▶ _Records supplied_:
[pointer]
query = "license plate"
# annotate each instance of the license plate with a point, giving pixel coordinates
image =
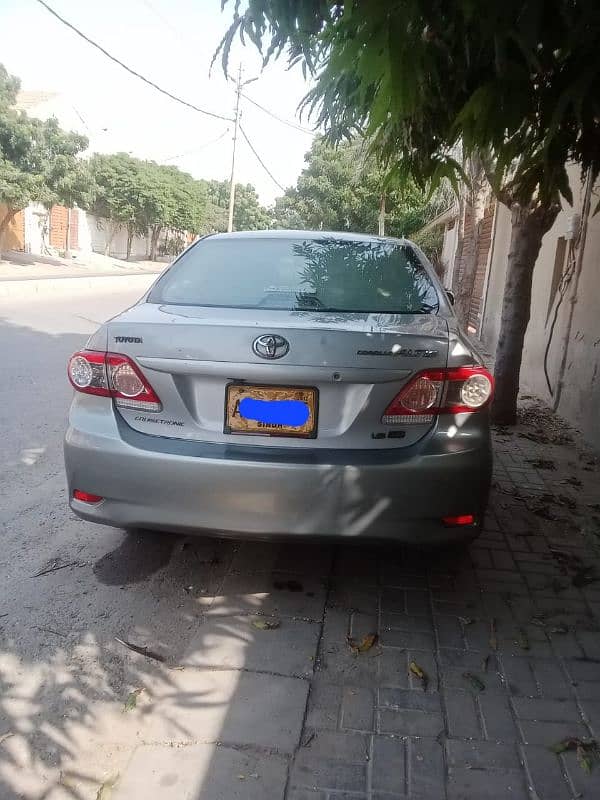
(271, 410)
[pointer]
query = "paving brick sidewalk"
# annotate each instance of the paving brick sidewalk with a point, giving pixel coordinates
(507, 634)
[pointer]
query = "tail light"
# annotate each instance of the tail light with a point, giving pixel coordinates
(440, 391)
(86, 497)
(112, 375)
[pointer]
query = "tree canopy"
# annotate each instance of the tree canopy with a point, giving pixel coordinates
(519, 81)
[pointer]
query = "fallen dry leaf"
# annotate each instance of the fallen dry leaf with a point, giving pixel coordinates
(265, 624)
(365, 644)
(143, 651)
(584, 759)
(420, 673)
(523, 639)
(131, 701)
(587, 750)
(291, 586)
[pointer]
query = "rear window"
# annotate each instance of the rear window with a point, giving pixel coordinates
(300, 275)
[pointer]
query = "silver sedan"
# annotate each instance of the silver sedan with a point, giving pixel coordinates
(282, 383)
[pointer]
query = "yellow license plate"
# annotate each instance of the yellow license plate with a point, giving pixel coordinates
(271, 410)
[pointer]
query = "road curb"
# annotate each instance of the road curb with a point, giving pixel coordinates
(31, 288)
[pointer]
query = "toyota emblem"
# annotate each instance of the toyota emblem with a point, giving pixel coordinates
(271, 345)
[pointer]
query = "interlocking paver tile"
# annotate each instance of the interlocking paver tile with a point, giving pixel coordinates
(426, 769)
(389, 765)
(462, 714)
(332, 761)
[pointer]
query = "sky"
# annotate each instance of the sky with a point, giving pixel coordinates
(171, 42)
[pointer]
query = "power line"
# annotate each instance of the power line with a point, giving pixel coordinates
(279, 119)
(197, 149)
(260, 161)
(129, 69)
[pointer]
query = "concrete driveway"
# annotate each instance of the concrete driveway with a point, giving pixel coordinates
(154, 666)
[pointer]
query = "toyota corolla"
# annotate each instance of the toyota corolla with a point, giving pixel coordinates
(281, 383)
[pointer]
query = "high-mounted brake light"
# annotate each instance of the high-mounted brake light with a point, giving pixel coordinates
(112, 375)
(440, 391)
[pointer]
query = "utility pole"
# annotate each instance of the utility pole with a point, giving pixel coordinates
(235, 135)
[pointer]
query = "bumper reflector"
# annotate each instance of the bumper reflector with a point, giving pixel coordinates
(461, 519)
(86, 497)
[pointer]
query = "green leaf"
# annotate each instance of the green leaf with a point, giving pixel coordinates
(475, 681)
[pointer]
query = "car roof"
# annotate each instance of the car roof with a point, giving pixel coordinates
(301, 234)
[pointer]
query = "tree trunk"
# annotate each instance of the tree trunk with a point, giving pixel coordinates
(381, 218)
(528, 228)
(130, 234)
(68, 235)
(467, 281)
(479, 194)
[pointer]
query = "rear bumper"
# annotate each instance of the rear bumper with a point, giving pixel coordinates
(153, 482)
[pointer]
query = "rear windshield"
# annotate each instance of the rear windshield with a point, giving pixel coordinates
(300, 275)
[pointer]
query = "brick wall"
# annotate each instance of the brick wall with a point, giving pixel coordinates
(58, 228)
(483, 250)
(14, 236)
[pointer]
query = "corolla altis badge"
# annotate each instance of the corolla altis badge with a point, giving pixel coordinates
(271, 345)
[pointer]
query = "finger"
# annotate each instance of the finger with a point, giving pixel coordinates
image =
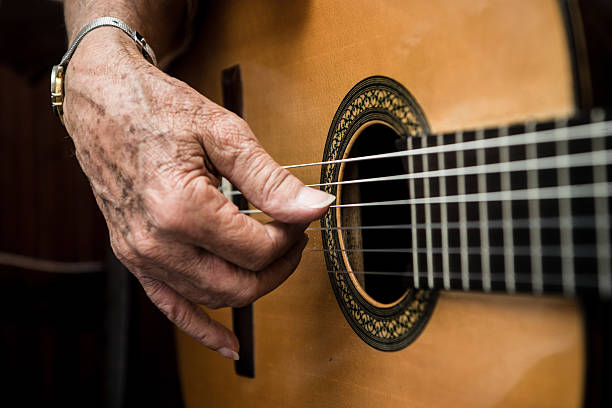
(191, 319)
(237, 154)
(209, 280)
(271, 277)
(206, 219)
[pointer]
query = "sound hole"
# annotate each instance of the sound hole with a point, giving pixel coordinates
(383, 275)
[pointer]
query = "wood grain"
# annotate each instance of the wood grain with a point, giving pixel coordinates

▶ _Aim of the exercise_: Search the entries above for lines holding the string "finger", then report only how many there are.

▶ _Response to this task_: 2